# EXCERPTED RECORDS
▼

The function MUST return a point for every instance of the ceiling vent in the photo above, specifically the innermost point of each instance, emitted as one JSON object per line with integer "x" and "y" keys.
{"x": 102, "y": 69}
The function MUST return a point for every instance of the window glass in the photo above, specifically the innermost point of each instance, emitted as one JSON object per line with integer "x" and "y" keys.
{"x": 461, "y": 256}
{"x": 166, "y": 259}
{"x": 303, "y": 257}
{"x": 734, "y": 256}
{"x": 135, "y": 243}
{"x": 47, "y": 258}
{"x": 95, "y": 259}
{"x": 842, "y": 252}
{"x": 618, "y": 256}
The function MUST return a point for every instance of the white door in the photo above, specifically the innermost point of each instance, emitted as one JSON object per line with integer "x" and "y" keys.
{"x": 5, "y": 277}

▲
▼

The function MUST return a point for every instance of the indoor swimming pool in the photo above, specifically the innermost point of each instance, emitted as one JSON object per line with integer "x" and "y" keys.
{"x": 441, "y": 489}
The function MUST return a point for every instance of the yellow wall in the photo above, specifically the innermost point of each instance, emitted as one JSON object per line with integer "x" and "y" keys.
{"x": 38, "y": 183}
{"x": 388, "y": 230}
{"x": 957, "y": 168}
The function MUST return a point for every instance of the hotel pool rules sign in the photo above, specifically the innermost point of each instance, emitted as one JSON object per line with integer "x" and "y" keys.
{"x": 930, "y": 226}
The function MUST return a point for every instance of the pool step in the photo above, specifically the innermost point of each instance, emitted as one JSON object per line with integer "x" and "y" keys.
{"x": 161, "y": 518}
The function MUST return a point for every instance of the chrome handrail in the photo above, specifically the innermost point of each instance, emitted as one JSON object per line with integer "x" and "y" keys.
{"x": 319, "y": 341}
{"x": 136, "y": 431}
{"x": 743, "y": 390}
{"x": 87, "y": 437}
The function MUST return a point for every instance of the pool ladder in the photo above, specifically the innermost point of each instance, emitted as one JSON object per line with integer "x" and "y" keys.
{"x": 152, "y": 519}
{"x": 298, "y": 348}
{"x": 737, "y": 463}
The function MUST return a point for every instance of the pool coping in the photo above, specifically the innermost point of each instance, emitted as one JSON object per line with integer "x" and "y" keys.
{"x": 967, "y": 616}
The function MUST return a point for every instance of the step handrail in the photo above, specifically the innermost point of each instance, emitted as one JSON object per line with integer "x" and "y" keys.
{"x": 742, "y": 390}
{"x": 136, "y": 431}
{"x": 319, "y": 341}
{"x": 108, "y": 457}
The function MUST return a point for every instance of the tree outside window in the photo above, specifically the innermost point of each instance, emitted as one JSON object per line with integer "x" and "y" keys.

▲

# TASK DIRECTIONS
Of all the entries above, retype exactly the lines from the line with "of the chrome" to the line with "of the tree", both included, and no others.

# COMPLETED EXERCISE
The function MUST return a point for every instance of the chrome handrail in the photo above, specifically the innermost point of each instance, emitted as one JSON object per line with integer "x" and "y" keys.
{"x": 319, "y": 341}
{"x": 136, "y": 431}
{"x": 743, "y": 390}
{"x": 87, "y": 437}
The function MUST return a point for every instance of the pool ladder in the photo above, specifically the innermost point of each instance, emitted as one JSON object per line with integer "x" and "y" keys.
{"x": 152, "y": 519}
{"x": 298, "y": 348}
{"x": 737, "y": 463}
The function MUST return a point for every instance of the pool coping in the photo above, specifically the innermost point of each instance, emitted as one JSON object per line with integer "x" and "y" keys.
{"x": 967, "y": 616}
The function MUST return a point for every instance of the step handrail in the photo above, specifically the innermost point of each instance, emitted as one JSON object per line with integer "x" and "y" keys.
{"x": 742, "y": 390}
{"x": 136, "y": 431}
{"x": 319, "y": 341}
{"x": 108, "y": 457}
The function MUST return a point for every instance of the tree outside window in the photo above, specifically the innermost point of each instance, emitted as one JSON object per line with integer "x" and "y" keys.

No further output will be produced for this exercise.